**Aim of the exercise**
When you reach the line containing "leaves using the picture below." in the records below, start copying exactly, and stop once you have copied the line containing "quickdraw using the picture above.".
Available records Block Start
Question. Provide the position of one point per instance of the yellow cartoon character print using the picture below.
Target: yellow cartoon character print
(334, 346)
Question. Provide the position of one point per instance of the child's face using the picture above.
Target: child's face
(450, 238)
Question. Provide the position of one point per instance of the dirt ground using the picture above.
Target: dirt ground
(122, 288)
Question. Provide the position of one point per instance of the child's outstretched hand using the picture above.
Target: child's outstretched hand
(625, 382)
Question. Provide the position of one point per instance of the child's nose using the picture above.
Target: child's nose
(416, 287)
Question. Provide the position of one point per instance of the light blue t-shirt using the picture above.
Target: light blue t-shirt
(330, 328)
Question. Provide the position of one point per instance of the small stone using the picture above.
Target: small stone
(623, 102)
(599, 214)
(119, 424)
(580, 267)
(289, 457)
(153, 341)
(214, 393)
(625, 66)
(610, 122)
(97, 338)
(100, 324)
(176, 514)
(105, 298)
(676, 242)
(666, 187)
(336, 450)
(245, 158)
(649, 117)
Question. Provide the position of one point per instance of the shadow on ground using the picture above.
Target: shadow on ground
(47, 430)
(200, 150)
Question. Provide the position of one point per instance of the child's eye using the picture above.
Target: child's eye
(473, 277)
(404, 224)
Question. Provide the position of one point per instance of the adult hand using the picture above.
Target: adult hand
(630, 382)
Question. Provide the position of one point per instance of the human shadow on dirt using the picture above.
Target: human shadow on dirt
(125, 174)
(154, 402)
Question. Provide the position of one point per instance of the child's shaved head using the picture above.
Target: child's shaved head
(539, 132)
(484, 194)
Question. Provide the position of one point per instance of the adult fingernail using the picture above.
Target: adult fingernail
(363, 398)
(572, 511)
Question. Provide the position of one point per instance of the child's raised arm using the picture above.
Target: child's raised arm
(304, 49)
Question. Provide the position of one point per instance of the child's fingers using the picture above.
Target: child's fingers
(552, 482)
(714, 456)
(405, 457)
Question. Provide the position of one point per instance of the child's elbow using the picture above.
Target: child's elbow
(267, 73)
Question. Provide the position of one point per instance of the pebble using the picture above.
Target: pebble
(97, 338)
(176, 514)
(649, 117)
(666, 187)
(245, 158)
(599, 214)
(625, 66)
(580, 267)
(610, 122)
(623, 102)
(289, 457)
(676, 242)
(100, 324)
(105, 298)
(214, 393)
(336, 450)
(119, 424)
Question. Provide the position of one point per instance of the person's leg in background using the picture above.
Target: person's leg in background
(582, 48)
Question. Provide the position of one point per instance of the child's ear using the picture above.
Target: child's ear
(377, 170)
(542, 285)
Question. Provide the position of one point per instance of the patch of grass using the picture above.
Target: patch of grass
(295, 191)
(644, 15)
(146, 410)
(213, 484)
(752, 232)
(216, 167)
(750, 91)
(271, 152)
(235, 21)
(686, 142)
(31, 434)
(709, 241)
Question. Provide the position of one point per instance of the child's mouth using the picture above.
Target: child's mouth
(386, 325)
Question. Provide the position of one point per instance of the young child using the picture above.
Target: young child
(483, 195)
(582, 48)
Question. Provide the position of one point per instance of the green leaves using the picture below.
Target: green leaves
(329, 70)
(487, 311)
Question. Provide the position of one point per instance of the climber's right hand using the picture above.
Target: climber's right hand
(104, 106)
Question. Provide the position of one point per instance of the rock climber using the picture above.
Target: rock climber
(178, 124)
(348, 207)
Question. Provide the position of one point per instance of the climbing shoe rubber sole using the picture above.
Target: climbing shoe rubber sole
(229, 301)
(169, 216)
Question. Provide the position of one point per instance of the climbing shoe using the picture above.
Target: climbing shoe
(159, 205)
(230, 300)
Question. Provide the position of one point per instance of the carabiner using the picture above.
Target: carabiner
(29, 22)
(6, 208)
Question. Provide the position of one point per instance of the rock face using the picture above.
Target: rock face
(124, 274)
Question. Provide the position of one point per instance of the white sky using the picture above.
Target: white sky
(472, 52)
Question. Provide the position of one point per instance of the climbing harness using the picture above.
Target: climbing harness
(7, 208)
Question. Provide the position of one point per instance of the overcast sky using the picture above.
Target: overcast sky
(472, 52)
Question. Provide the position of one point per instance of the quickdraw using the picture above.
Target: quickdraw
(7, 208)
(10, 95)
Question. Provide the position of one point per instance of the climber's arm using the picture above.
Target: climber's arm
Available records Block End
**Solved exercise**
Question. Provide the position of one point per instance of the green leaves using the picture below.
Target: green leaves
(329, 70)
(487, 311)
Question. Provide the position of one point per instance of the climber's right hand using the picture above.
Target: climber's right hand
(104, 106)
Question. Provide the position of one point per instance of the rock climber using the picture above.
Target: rock climber
(178, 124)
(348, 207)
Question. Provide the position of one point per instance of the climbing shoe rubber sole using the picture above.
Target: climbing shoe rubber sole
(229, 301)
(169, 216)
Question. Provide the position of one point per instance of the climbing shoe using the picture above.
Target: climbing shoe
(159, 205)
(230, 300)
Question. Provide the position of one point per instance of the carabiner using the picture above.
Target: carabiner
(29, 22)
(6, 208)
Question. Provide the position of one point per instance of the rock face using the picture above.
Target: rock face
(124, 274)
Question. Provide the position of one point per instance of the white sky using the picture above.
Target: white sky
(472, 52)
Question. Provide the position of one point per instance of the climbing harness using the picture above.
Target: climbing harness
(7, 208)
Question. Provide the position of one point per instance of the overcast sky using the picture above.
Target: overcast sky
(472, 52)
Question. Provide the position of one point per instance of the quickdraw using the picture above.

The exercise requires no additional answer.